Source extract
You’ll find more on the Pendleton Estate at the current exhibition at the People’s History Museum in Manchester which showcases the work and archives of long-term residents John Aitken and Jane Brake of the Institute of Urban Dreaming.
Last week’s post examined what can only be judged in social and economic terms the failure of the Ellor Street comprehensive redevelopment of the 1960s. As a further round of regeneration took off in the 2000s, new priorities and methods – and perhaps changed values – were in evidence.
When Ellor Street and surrounds were first comprehensively redeveloped fifty years ago, it was understood that responsibility lay with the state or, to use a language less currently tarnished, with the tools of democracy. One of those tools was cheap finance – grants provided directly by central government and backed by the assets of local government. From 1979, however, under both Thatcher and New Labour, there was a belief that the private sector offered resources and capital that the state lacked – although no-one ever argued that the latter was in any way cheaper money.

Work to do
Please answer these questions from the Ellor Street passage.
(a) Which museum holds the current exhibition?
(b) In which decade did the Ellor Street comprehensive redevelopment take place?
(c) From what year was the private sector believed to offer resources and capital that the state lacked?

Dataset entries
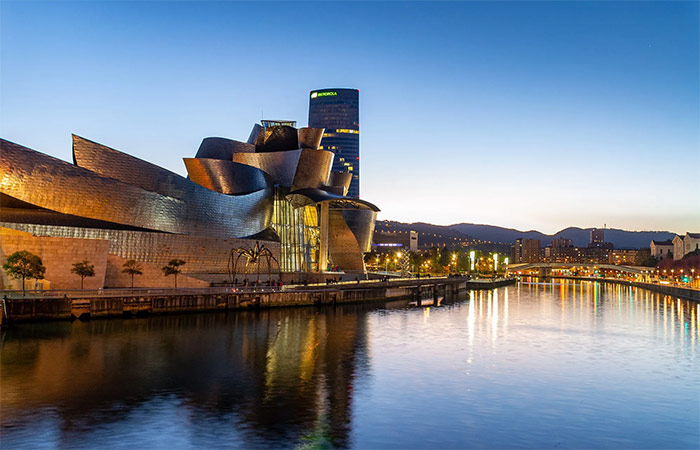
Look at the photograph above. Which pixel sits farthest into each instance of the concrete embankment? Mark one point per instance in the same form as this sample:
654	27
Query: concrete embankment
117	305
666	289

==

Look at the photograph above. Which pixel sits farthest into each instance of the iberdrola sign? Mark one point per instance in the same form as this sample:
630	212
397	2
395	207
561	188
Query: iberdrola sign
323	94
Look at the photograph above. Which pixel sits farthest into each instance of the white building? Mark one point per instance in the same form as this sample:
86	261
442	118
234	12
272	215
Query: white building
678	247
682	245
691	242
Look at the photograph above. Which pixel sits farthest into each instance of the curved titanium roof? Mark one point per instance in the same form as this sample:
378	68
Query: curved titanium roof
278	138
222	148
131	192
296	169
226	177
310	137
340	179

--

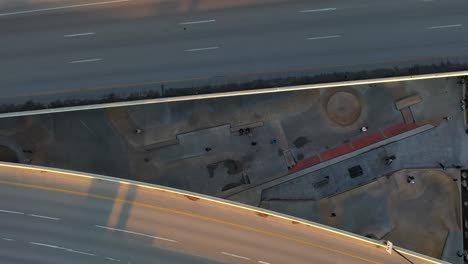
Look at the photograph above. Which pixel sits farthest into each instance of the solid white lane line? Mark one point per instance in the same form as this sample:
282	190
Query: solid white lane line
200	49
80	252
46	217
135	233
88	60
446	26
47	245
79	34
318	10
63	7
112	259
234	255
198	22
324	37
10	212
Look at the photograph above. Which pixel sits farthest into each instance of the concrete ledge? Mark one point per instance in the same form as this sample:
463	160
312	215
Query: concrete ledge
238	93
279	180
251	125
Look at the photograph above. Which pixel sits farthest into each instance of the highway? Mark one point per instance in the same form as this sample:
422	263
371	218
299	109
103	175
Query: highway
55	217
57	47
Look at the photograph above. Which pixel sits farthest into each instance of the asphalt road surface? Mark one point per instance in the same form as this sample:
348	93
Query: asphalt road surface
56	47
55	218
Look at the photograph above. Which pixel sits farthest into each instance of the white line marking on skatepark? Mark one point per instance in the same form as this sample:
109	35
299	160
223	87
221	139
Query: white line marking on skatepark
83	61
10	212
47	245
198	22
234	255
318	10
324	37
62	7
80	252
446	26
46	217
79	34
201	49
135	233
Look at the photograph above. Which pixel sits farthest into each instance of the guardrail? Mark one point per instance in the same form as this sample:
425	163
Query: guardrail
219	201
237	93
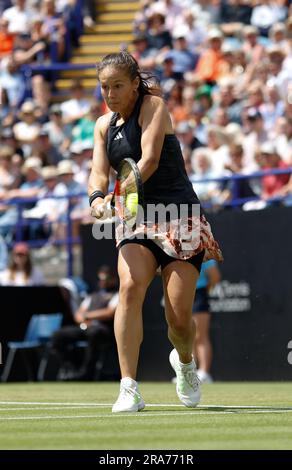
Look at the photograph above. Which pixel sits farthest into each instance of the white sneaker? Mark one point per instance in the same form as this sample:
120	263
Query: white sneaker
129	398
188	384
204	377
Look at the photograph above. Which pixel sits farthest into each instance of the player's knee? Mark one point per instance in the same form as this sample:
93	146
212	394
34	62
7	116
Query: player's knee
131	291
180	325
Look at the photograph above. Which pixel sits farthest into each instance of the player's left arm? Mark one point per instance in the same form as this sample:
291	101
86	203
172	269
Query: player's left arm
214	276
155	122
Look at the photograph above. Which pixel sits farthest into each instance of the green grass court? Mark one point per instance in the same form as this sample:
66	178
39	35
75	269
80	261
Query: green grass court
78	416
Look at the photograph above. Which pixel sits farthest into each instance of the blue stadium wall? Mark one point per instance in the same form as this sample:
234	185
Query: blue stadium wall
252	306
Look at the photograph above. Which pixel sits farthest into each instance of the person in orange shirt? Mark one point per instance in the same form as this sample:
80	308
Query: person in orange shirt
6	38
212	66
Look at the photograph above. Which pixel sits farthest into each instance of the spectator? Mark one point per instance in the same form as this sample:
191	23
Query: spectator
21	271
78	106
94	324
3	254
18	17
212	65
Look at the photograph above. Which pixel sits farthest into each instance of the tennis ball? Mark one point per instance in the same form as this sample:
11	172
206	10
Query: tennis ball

Task output
(a) The People's History Museum in Manchester.
(b) The 1960s.
(c) 1979.